## start

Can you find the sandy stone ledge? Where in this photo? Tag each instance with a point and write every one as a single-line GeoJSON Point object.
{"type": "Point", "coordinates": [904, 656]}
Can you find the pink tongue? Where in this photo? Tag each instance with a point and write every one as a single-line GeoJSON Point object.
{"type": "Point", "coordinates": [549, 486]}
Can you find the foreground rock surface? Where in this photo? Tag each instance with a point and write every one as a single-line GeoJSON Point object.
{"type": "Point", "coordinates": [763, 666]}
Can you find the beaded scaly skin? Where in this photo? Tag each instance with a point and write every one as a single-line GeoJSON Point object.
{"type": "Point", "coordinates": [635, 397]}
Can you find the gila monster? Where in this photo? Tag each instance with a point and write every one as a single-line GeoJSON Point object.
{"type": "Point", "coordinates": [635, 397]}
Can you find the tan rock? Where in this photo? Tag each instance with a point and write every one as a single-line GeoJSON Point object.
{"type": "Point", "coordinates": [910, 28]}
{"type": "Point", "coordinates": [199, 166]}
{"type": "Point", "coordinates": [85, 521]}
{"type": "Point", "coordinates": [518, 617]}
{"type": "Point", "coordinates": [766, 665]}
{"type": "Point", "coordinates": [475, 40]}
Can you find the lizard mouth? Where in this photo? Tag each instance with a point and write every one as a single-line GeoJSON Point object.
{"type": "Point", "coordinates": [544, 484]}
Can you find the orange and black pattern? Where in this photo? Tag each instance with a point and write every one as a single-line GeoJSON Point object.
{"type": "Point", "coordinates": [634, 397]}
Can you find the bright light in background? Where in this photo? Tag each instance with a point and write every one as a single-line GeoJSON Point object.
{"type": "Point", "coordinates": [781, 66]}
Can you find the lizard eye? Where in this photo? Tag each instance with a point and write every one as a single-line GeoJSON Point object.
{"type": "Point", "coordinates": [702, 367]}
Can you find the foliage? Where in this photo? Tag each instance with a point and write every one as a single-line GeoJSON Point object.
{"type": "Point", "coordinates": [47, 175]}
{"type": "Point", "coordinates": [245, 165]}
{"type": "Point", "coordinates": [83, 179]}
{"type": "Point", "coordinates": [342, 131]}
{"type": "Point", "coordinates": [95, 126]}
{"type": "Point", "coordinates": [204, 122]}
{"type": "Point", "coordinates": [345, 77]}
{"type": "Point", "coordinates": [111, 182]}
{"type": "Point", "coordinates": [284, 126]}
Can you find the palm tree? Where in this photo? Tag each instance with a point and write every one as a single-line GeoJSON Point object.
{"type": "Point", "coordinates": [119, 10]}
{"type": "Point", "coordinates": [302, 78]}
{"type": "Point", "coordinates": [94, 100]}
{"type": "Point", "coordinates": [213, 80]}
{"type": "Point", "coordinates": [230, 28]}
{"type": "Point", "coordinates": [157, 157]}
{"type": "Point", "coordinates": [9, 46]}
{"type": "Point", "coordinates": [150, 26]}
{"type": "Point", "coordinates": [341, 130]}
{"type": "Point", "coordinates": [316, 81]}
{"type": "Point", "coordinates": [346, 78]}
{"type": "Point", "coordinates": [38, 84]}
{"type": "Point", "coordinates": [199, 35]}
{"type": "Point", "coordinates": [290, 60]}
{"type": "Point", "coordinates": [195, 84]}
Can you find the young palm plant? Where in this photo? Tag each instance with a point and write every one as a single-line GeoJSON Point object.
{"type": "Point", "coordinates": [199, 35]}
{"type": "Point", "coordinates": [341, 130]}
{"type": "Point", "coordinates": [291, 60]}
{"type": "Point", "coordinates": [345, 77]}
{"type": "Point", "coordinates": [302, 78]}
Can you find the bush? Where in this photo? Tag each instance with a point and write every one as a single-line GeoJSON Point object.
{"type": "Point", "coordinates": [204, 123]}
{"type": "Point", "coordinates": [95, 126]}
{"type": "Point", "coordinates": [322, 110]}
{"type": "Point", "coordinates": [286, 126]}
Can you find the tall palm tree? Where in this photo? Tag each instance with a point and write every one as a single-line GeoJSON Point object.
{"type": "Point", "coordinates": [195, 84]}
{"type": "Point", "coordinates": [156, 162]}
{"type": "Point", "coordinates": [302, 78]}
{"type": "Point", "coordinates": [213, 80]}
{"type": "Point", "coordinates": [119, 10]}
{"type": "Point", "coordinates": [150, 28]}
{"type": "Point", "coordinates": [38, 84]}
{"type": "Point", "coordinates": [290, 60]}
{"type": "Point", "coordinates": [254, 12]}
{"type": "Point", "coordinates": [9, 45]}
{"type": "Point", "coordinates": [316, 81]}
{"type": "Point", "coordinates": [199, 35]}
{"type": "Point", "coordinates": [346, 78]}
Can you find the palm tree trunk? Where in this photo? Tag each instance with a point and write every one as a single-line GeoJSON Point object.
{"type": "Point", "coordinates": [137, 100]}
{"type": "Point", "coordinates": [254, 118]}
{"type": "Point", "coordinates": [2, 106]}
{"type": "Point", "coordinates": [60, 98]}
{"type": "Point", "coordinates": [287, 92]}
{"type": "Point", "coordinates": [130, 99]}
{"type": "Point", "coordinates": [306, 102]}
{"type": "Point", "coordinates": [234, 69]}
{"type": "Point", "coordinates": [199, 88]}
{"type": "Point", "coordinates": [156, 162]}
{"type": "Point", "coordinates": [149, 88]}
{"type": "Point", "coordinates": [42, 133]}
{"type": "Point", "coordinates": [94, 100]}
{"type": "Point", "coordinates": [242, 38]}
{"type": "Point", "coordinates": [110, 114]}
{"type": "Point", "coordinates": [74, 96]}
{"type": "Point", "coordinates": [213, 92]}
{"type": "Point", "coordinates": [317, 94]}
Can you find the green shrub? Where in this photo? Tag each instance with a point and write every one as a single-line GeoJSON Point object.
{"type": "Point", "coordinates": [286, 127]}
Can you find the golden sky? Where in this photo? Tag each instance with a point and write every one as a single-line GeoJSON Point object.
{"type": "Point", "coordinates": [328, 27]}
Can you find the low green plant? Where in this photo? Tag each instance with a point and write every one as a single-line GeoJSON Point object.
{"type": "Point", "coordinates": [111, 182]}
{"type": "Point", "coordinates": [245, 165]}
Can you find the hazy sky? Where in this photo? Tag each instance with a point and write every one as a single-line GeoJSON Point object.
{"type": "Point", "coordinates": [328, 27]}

## end
## start

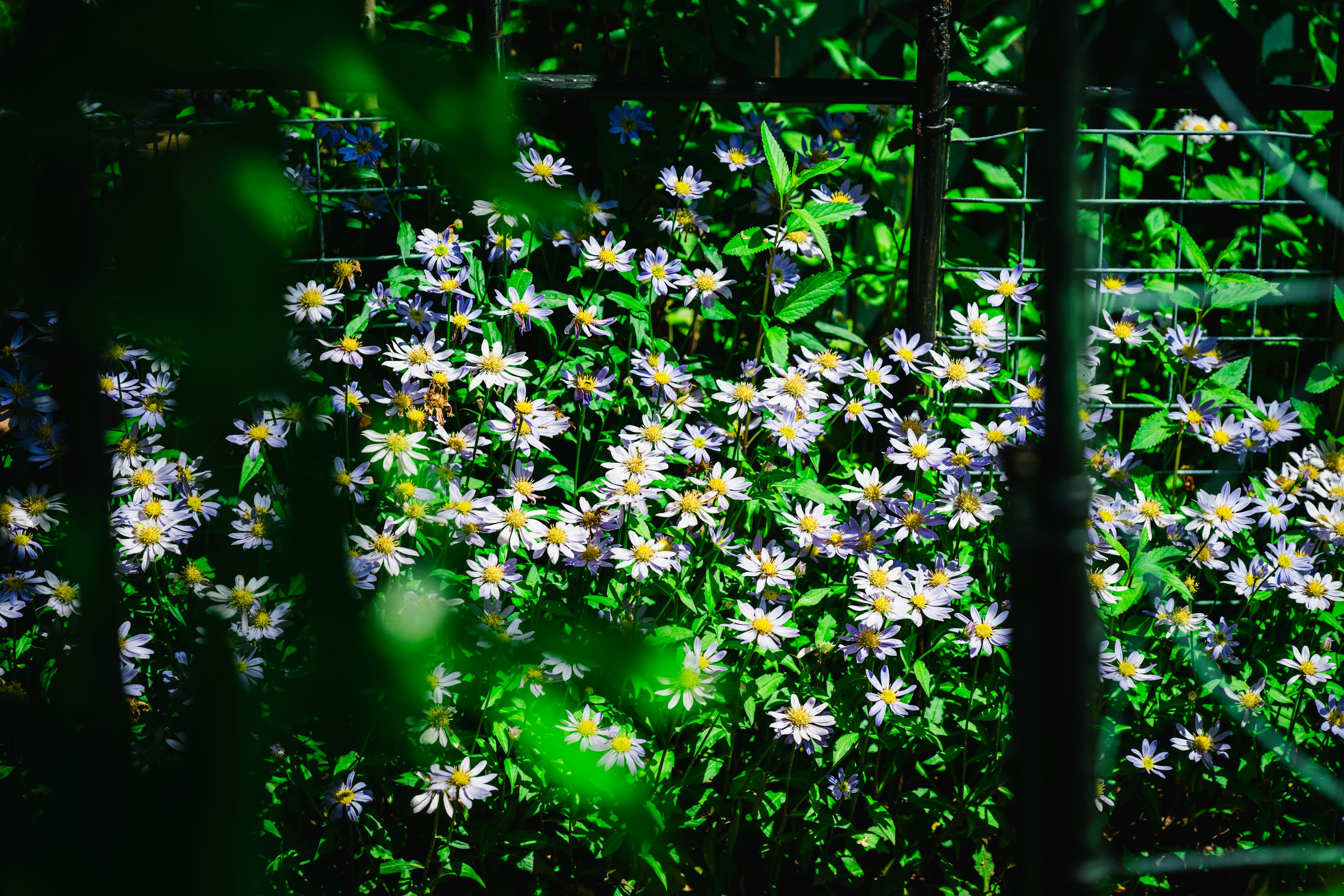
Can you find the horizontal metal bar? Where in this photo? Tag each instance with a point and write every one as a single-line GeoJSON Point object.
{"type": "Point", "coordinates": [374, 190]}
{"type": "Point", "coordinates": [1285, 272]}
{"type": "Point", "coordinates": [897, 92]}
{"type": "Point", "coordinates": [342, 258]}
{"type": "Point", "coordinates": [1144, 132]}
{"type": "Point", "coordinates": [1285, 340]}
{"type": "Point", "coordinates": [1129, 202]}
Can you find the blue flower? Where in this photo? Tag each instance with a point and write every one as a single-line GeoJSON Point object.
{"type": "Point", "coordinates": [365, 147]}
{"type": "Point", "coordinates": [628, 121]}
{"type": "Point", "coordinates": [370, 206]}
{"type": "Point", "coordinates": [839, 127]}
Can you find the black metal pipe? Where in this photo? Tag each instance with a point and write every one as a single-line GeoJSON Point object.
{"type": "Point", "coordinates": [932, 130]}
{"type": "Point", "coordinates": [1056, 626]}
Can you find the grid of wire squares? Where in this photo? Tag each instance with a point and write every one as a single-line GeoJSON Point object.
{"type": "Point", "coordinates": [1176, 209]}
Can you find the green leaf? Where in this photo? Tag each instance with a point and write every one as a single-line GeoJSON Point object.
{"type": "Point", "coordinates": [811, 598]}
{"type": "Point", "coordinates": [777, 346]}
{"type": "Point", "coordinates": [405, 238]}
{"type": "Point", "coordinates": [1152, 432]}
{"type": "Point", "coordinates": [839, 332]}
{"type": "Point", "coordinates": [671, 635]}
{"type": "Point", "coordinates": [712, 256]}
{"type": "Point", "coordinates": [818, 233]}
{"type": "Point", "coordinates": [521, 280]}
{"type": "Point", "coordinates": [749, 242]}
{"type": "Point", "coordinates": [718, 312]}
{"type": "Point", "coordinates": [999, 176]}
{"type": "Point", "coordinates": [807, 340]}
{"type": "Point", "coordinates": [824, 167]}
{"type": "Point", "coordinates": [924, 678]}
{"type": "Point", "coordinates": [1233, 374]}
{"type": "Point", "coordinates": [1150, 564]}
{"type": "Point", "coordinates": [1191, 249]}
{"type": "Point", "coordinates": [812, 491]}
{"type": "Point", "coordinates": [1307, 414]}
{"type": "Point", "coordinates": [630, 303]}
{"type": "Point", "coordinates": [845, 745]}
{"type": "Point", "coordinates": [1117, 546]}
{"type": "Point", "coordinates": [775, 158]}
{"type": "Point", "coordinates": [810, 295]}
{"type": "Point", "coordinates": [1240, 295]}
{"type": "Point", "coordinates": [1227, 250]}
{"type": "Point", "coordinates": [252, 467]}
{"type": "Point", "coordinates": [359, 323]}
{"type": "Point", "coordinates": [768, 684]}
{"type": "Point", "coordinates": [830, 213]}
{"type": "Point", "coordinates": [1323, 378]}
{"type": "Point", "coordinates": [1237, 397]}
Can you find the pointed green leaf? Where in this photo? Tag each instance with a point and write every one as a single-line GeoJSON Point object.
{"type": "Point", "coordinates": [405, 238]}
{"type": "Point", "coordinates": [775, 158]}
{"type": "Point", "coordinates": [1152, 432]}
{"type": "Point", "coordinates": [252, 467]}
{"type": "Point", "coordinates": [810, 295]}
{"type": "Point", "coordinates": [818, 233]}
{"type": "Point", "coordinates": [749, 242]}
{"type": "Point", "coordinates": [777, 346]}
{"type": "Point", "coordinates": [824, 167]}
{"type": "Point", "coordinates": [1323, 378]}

## end

Written instruction. From the records above, pull out every line that contains the word "metal" and list those lines.

Exercise response.
Can you find the horizontal metal bar? Where in this photo? Tag each instance with a point and write every one as a single-line GeoJSON Point object.
Can you find the black metal pipe? Where in this photo? Tag each instance with a point and write every one as a single-line GeoJSON Point object.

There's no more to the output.